== PAGE ==
Dr. Sarah Cooper talks about technology innovation and entrepreneurship

In an event organized by the Entrepreneurship Club of Indian Institute of Management, Ahmedabad (IIMA), Dr. Sarah Cooper, the Director at Centre for Entrepreneurship Research at the University of Edinburgh came down to campus to deliver a talk on technology entrepreneurship. She was accompanied by Professor Rakesh Basant, Professor of Economics and Chairperson, Center for Innovation, Incubation and Entrepreneurship (CIIE) at IIM, Ahmedabad.

While delivering a talk at the CIIE, Dr Cooper brought some interesting research findings to light. She explained that the average age of the lead entrepreneur in the software domain is fairly young –  lower than other all other areas that are witnessing entrepreneurial bustle. “Principal entrepreneurs in the software domain start as early as 24 years of age”, she quipped. “This drastically goes up to 40 in case of biotechnology”.

She also added, “a  balanced team and strong industry connections – which are the essence of social and human capital play a key role in the startup phase”. Usually, magnet organizations – established talent hubs, help in forming a web of skilled credible workers and quality jobs. Magnet organizations also help in bringing the principal entrepreneur in contact with suitable team member. “It has been noted that even though the principal entrepreneur is younger, there need to be experienced members in the team to form the right mix.
===
== PROVIDED INFORMATION ==
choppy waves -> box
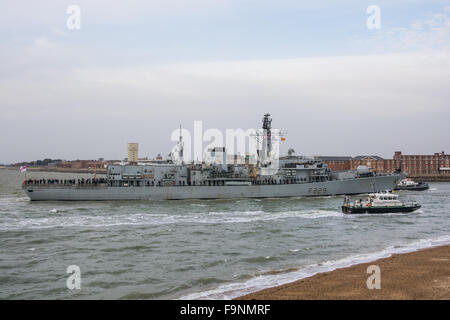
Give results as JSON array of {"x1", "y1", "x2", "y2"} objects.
[
  {"x1": 180, "y1": 236, "x2": 450, "y2": 300},
  {"x1": 0, "y1": 208, "x2": 344, "y2": 231}
]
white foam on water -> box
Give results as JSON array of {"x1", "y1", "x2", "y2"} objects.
[{"x1": 180, "y1": 235, "x2": 450, "y2": 300}]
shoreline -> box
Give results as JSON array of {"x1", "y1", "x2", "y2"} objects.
[{"x1": 235, "y1": 245, "x2": 450, "y2": 300}]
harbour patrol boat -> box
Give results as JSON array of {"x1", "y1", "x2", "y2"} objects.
[
  {"x1": 22, "y1": 114, "x2": 404, "y2": 200},
  {"x1": 342, "y1": 192, "x2": 421, "y2": 214}
]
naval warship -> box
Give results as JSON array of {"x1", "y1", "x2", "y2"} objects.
[{"x1": 22, "y1": 114, "x2": 405, "y2": 201}]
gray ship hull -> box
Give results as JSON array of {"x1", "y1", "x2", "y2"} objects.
[{"x1": 24, "y1": 174, "x2": 403, "y2": 201}]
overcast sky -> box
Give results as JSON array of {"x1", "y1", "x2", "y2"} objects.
[{"x1": 0, "y1": 0, "x2": 450, "y2": 163}]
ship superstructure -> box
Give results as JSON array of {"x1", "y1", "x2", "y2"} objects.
[{"x1": 23, "y1": 114, "x2": 404, "y2": 200}]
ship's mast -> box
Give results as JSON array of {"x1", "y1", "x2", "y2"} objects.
===
**TASK DESCRIPTION:** Write out the passage of the article above on technology entrepreneurship verbatim, starting with "In an event" and going on through "at IIM, Ahmedabad.".

**FINISHED TASK:**
In an event organized by the Entrepreneurship Club of Indian Institute of Management, Ahmedabad (IIMA), Dr. Sarah Cooper, the Director at Centre for Entrepreneurship Research at the University of Edinburgh came down to campus to deliver a talk on technology entrepreneurship. She was accompanied by Professor Rakesh Basant, Professor of Economics and Chairperson, Center for Innovation, Incubation and Entrepreneurship (CIIE) at IIM, Ahmedabad.